> [Text to read]:
◇ ◇ ◇ ◇ ◇ ◇ ◇

From 07604e3df8b8396696b4687b81e212611d9cee8d Mon Sep 17 00:00:00 2001
From: Aakash Patel <avp@meta.com>
Date: Tue, 3 Oct 2023 12:45:36 -0700
Subject: [PATCH] Convert 'as' to a new token

Summary:
Fixes the parsing of multiple TypeScript as expressions in a row.
Previously `x as any as number` was parsed as `x as (any as number)`,
instead of `(x as any) as number`.

This was because we customized the precedence calculation for `as`
in the function getPrecedenceExcept,
but this custom precedence was not saved in the stack.
Later when we had an as expression in the stack,
we were not getting the right precedence level for it when doing
`getPrecedence(stack.back().opKind)`.

Fix this by checking for `identifier` specially and converting
the `as` identifier to a new token kind, `as_operator`, before pushing
onto the stack.
This can be extended to implement `satisfies` as well.

Reviewed By: tmikov

Differential Revision: D49700751

fbshipit-source-id: 68d4fd7552cb90c3196d546c53989a5f29ba7add
---
 include/hermes/Parser/JSLexer.h               | 15 ++++++++
 include/hermes/Parser/TokenKinds.def          |  7 ++++
 lib/Parser/JSParserImpl.cpp                   | 37 +++++++++----------
 lib/Parser/JSParserImpl.h                     |  5 +++
 test/Parser/ts/as.ts                          | 24 +++++++++++-
 .../HermesParserJSSerializer.cpp              |  5 +++
 6 files changed, 72 insertions(+), 21 deletions(-)

diff --git a/include/hermes/Parser/JSLexer.h b/include/hermes/Parser/JSLexer.h
index f93dee43f31..62f418882ba 100644
--- a/include/hermes/Parser/JSLexer.h
+++ b/include/hermes/Parser/JSLexer.h
@@ -226,6 +226,11 @@ class Token {
   void setPunctuator(TokenKind kind) {
     kind_ = kind;
   }
+  /// Set the TokenKind to a given IDENT_OP token.
+  /// Used when converting identifiers to the corresponding ident op token.
+  void setIdentOp(TokenKind kind) {
+    kind_ = kind;
+  }
   void setEof() {
     kind_ = TokenKind::eof;
   }
@@ -722,6 +727,16 @@ class JSLexer {
     }
   };
 
+  /// Convert the current token to an identifier-operator token.
+  /// Identifiers for new TokenKinds can be added here.
+  /// \pre the current token is an identifier which is an IDENT_OP operator.
+  /// \param the IDENT_OP token kind to convert to.
+  void convertCurTokenToIdentOp(TokenKind kind) {
+    assert(token_.getKind() == TokenKind::identifier);
+    assert(token_.getIdentifier()->str() == tokenKindStr(kind));
+    token_.setIdentOp(kind);
+  }
+
  private:
   /// Initialize the storage with the characters between \p begin and \p end.

◇ ◇ ◇ ◇ ◇ ◇ ◇

> [Stated task 1]: From the patch on TypeScript `as` parsing, return everything from "From 07604e3df8b8396696b4687b81e212611d9cee8d Mon" down to "in the stack.".
> [Stated task 2]: In the patch on TypeScript `as` parsing, what new token kind does the `as` identifier get converted to before it is pushed onto the stack?
> [Stated task 3]: Write what comes next in the patch on TypeScript `as` parsing, picking up after its last line.

◇ ◇ ◇ ◇ ◇ ◇ ◇

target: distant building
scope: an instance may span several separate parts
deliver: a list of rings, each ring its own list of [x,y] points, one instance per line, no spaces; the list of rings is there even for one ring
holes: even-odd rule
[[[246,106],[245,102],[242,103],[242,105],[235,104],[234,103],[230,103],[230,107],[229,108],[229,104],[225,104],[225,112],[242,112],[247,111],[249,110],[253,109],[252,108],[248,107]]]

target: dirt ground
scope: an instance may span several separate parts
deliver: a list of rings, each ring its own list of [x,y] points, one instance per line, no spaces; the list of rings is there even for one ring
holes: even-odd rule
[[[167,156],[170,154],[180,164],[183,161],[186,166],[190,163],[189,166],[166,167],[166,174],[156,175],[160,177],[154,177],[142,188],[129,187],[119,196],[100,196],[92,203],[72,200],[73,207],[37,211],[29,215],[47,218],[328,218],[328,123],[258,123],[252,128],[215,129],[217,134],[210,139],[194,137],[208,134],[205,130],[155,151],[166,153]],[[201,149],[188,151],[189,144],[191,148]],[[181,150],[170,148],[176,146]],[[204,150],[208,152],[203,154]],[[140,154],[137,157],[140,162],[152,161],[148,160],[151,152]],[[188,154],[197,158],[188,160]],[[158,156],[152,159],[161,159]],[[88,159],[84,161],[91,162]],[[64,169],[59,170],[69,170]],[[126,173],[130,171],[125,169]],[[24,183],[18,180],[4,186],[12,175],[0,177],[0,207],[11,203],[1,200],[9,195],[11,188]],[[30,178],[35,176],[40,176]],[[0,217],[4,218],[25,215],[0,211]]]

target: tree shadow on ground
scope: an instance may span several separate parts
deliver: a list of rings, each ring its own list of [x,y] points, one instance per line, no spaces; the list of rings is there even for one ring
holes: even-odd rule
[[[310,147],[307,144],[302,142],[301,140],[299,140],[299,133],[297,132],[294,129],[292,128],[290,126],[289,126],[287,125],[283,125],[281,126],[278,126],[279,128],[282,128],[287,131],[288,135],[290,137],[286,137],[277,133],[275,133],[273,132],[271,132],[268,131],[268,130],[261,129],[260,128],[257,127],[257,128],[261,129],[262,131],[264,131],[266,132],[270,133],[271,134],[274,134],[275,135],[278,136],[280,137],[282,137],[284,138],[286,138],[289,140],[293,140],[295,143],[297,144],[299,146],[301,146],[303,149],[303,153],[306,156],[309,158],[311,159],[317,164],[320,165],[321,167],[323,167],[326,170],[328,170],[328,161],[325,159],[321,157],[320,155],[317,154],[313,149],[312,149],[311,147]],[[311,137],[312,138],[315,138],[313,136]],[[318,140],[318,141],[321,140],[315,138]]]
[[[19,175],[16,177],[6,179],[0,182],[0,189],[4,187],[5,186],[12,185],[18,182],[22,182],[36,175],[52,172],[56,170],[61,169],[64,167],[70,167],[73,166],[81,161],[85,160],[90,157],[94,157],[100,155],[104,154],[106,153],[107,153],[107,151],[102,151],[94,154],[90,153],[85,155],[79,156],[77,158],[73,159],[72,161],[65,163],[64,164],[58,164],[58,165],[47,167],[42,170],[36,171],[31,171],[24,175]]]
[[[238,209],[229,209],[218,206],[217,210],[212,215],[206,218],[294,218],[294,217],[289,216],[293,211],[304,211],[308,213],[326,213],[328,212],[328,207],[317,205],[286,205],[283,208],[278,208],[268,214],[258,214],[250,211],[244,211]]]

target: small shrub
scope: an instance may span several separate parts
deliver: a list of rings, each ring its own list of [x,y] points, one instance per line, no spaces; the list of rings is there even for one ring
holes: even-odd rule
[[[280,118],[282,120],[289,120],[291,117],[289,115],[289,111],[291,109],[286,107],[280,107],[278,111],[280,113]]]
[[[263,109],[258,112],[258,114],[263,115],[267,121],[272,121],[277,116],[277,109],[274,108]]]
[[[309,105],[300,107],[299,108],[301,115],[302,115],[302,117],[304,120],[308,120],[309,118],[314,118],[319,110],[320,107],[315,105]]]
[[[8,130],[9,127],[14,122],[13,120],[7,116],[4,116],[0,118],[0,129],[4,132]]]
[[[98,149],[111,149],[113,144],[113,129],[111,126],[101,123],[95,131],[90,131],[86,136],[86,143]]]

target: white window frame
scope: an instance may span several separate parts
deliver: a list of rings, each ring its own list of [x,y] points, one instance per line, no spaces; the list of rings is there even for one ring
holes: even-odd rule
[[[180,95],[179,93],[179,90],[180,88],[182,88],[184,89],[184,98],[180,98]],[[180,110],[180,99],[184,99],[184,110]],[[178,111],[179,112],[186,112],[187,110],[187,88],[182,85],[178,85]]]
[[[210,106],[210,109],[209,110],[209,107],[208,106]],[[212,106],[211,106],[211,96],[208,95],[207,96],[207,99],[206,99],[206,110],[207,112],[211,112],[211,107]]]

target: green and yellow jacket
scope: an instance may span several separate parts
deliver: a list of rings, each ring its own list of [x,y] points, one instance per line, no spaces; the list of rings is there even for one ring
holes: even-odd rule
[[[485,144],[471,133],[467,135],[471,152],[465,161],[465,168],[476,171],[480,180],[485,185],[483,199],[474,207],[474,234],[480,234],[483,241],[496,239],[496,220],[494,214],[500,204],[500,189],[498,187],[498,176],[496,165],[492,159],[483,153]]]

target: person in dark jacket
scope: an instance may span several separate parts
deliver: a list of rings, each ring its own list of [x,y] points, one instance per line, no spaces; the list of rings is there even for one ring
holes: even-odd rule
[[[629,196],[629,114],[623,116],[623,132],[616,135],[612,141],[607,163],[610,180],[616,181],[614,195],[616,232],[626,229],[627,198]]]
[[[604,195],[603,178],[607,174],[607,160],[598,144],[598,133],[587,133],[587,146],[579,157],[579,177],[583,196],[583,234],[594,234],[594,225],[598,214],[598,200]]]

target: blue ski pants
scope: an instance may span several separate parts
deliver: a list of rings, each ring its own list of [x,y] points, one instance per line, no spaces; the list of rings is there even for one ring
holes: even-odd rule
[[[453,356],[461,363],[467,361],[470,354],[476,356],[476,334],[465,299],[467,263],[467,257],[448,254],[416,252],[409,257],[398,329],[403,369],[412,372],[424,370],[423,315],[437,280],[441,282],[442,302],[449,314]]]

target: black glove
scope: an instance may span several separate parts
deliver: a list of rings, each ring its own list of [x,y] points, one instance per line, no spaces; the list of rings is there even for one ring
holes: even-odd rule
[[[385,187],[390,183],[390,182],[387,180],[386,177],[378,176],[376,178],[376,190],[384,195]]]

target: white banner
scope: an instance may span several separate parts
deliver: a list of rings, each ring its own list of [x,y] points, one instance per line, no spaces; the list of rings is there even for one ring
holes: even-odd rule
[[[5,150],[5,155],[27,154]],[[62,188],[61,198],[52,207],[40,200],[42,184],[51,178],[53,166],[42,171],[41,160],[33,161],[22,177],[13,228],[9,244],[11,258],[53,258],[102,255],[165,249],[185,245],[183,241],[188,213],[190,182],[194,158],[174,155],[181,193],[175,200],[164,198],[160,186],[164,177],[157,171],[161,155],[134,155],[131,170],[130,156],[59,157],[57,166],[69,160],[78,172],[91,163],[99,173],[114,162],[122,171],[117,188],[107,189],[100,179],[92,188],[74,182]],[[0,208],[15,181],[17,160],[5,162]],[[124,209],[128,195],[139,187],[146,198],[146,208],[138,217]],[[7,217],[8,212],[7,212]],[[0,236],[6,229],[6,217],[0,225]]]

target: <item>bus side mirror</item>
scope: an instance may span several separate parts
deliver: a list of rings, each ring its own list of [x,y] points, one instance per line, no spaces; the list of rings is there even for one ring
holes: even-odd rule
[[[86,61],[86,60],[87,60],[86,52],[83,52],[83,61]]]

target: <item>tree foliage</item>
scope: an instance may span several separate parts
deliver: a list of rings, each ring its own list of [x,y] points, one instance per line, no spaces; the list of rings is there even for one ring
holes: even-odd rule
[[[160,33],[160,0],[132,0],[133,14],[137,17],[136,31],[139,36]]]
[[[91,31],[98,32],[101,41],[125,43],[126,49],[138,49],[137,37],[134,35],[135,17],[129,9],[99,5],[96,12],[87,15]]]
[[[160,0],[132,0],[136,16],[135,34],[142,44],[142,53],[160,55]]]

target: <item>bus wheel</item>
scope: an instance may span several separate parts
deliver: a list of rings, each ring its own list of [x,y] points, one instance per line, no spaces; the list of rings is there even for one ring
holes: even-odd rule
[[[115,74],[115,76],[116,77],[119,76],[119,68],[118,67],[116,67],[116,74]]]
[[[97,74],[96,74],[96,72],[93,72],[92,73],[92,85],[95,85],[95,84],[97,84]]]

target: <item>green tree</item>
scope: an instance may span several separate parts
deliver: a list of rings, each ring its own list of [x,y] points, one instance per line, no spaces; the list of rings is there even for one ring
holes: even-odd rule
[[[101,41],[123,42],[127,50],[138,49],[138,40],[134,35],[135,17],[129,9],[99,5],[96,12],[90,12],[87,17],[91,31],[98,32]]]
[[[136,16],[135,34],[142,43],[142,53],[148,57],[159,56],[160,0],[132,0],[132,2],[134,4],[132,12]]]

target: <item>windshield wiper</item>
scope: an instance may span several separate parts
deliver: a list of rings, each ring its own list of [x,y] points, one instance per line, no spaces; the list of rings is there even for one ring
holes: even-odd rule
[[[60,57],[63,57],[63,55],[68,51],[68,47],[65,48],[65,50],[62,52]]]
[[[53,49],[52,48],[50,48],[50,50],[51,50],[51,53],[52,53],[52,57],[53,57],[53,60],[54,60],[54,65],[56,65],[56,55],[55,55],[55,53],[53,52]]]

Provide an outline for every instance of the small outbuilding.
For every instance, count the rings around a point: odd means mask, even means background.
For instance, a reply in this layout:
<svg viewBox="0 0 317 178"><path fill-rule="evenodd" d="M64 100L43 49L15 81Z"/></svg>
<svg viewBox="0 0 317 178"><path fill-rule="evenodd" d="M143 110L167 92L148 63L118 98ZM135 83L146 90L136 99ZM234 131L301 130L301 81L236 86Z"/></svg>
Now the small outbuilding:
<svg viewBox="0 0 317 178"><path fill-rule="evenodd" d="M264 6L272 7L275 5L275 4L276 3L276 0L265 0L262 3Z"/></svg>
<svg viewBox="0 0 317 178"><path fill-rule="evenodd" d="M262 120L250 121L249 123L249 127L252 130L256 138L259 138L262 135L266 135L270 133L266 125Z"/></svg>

◇ ◇ ◇ ◇ ◇ ◇ ◇

> [Output 1]:
From 07604e3df8b8396696b4687b81e212611d9cee8d Mon Sep 17 00:00:00 2001
From: Aakash Patel <avp@meta.com>
Date: Tue, 3 Oct 2023 12:45:36 -0700
Subject: [PATCH] Convert 'as' to a new token

Summary:
Fixes the parsing of multiple TypeScript as expressions in a row.
Previously `x as any as number` was parsed as `x as (any as number)`,
instead of `(x as any) as number`.

This was because we customized the precedence calculation for `as`
in the function getPrecedenceExcept,
but this custom precedence was not saved in the stack.

> [Output 2]: `as_operator`

> [Output 3]:
   inline void initStorageWith(const char *begin, const char *end);
diff --git a/include/hermes/Parser/TokenKinds.def b/include/hermes/Parser/TokenKinds.def
index c029f291ca1..50abab45f7d 100644
--- a/include/hermes/Parser/TokenKinds.def
+++ b/include/hermes/Parser/TokenKinds.def
@@ -29,6 +29,10 @@
 #define TEMPLATE(name, str) TOK(name, str)
 #endif
 
+#ifndef IDENT_OP
+#define IDENT_OP(name, str, precedence) TOK(name, str)
+#endif
+
 #ifndef RANGE_MARKER
 #define RANGE_MARKER(name) TOK(name, "<" #name ">")
 #endif
@@ -155,6 +159,8 @@ PUNCTUATOR(questionquestionequal, "\?\?=")
 PUNCTUATOR(caretequal,          "^=")
 PUNCTUATOR(equalgreater,        "=>")
 
+IDENT_OP(as_operator,           "as",   8)
+
 TOK(numeric_literal, "number")
 TOK(string_literal, "string")
 TOK(regexp_literal, "regexp")
@@ -175,4 +181,5 @@ RANGE_MARKER(_last_token)
 #undef PUNCTUATOR_FLOW
 #undef BINOP
 #undef TEMPLATE
+#undef IDENT_OP
 #undef RANGE_MARKER
diff --git a/lib/Parser/JSParserImpl.cpp b/lib/Parser/JSParserImpl.cpp
index 35574e7ad16..4f5ec4102b7 100644
--- a/lib/Parser/JSParserImpl.cpp
+++ b/lib/Parser/JSParserImpl.cpp
@@ -3978,6 +3978,7 @@ inline unsigned getPrecedence(TokenKind kind) {
   static const unsigned precedence[] = {
 #define TOK(...) 0,
 #define BINOP(name, str, precedence) precedence,
+#define IDENT_OP(name, str, precedence) precedence,
 
 // There are two reserved words that are binary operators.
 #define RESWORD(name)                                       \
@@ -4000,22 +4001,22 @@ inline bool isLeftAssoc(TokenKind kind) {
 /// except, in which case return 0.
 /// \param asIdent if not null, the "as" UniqueString used to parse TS
 ///   AsExpressions.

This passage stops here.